• Requirement: Please add 26 to every bounding-box coordinate in the answers of the records, starting at the line that contains "The tree has" and ending at the line that contains "[826,70,883,205]", and give back only those lines, with the request line and all other text unchanged.

Box annotations for photos:
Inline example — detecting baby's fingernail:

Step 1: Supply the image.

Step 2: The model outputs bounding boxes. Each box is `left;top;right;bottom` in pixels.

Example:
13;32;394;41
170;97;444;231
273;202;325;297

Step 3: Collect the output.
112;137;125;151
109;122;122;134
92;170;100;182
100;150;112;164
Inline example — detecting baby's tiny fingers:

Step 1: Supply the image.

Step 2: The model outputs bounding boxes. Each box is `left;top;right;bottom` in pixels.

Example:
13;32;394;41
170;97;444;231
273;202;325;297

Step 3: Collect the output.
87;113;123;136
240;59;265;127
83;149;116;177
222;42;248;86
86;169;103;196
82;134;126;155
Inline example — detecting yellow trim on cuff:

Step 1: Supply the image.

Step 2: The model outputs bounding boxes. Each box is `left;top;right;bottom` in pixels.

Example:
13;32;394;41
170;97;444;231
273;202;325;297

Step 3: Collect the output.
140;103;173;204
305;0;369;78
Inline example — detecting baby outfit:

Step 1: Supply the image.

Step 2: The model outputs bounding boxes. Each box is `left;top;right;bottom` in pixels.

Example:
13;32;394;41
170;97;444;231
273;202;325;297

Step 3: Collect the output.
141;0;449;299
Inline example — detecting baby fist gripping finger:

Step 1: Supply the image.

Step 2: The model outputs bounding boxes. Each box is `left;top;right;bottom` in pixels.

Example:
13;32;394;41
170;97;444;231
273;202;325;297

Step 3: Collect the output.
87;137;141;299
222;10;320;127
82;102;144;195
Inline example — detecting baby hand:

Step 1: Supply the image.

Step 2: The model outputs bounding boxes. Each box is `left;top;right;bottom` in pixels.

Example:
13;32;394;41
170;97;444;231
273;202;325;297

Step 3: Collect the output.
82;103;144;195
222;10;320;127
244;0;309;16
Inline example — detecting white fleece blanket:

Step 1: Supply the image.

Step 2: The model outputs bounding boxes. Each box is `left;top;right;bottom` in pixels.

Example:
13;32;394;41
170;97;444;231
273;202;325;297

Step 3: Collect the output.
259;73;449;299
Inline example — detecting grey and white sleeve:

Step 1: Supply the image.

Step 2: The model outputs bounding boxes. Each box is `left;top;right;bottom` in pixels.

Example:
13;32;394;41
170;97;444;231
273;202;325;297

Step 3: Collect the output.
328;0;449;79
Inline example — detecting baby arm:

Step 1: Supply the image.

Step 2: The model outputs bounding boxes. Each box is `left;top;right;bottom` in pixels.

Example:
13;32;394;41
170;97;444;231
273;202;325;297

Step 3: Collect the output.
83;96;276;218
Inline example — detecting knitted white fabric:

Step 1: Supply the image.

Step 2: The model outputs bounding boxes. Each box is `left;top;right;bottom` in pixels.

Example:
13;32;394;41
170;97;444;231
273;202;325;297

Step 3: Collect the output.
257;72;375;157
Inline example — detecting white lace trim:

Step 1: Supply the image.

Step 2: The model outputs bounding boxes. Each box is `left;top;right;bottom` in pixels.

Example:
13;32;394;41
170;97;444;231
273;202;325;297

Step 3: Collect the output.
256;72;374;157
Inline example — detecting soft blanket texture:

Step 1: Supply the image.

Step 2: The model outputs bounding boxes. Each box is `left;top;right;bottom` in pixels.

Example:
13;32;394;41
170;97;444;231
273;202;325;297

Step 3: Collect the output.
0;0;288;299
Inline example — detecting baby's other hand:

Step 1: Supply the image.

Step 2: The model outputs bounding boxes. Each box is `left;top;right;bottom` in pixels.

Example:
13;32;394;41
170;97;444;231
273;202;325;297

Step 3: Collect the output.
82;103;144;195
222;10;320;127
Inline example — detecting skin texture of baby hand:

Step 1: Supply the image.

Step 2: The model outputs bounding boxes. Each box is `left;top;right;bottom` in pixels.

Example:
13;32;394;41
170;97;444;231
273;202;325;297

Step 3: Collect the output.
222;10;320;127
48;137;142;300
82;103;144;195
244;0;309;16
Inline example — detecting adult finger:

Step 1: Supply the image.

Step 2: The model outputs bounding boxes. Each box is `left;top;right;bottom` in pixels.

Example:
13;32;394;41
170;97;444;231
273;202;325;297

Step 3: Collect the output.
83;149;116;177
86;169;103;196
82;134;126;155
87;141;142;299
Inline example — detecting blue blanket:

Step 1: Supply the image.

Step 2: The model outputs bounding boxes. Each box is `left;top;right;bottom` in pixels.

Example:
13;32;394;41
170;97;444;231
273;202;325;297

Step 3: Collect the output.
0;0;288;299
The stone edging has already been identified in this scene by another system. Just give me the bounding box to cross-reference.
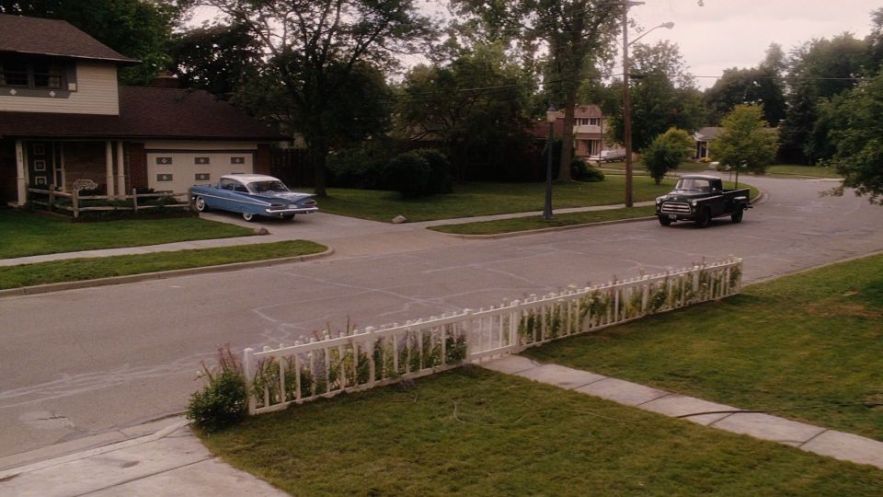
[440,192,767,240]
[0,247,334,298]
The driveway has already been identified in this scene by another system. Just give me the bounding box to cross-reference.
[0,178,883,457]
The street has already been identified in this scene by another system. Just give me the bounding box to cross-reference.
[0,177,883,457]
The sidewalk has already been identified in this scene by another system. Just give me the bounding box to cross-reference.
[482,356,883,469]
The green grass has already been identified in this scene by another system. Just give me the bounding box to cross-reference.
[0,240,327,290]
[0,209,254,259]
[526,256,883,440]
[203,368,883,497]
[766,164,842,178]
[429,181,760,235]
[429,206,656,235]
[310,176,673,222]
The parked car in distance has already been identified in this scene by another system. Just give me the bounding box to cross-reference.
[190,174,319,221]
[656,175,751,228]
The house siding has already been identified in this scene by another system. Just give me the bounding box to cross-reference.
[0,62,120,115]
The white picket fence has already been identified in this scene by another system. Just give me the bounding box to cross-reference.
[243,258,742,414]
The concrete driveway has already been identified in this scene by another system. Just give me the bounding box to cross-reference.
[0,178,883,457]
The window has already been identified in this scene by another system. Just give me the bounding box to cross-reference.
[0,57,65,90]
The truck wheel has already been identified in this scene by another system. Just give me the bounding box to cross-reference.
[696,208,711,228]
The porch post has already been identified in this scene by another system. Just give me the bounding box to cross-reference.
[117,141,126,197]
[104,141,116,199]
[15,140,28,207]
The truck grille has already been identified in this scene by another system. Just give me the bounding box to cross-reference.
[659,202,690,214]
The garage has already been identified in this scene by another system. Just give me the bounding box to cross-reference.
[145,150,255,193]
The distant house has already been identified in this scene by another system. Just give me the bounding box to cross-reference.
[534,104,607,159]
[693,126,724,160]
[0,15,285,205]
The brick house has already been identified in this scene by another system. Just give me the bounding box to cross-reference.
[0,15,286,206]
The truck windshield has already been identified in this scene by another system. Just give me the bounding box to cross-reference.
[675,178,711,193]
[248,181,288,193]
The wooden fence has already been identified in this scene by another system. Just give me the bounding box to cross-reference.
[28,185,190,218]
[243,259,742,414]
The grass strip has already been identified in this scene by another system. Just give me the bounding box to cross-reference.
[203,368,883,497]
[429,206,656,235]
[525,255,883,440]
[0,209,254,259]
[319,176,674,222]
[0,240,327,290]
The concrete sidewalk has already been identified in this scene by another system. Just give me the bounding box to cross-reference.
[482,356,883,469]
[0,418,288,497]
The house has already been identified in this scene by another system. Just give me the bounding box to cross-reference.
[693,126,724,160]
[536,104,607,159]
[0,15,286,206]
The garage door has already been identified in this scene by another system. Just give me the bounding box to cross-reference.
[147,150,254,193]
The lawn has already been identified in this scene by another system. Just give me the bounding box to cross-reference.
[0,209,254,259]
[319,176,673,222]
[203,368,883,497]
[0,240,327,290]
[766,164,842,178]
[525,256,883,440]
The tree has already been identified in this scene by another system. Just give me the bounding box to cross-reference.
[452,0,628,180]
[395,44,531,180]
[207,0,431,196]
[641,128,693,185]
[711,105,778,181]
[169,24,261,98]
[0,0,182,84]
[826,70,883,205]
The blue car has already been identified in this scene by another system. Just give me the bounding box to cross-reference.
[190,174,319,221]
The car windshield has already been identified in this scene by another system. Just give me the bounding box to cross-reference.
[248,180,288,193]
[675,178,711,193]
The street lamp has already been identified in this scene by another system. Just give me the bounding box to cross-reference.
[622,0,675,207]
[543,105,557,221]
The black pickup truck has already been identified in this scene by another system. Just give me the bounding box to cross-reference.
[656,175,751,228]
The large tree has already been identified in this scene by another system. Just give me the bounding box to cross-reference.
[452,0,628,180]
[0,0,183,84]
[206,0,430,196]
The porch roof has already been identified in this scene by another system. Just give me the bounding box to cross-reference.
[0,86,289,141]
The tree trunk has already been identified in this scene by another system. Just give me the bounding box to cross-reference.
[558,85,576,181]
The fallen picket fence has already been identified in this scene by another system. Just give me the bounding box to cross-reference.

• Solved problem:
The tree has already been identified in this scene by another system. Just give me the bounding box to cross-reference.
[478,26,654,206]
[421,70,557,206]
[233,26,457,222]
[667,154,719,211]
[737,131,804,207]
[195,50,287,124]
[26,26,208,110]
[852,96,909,231]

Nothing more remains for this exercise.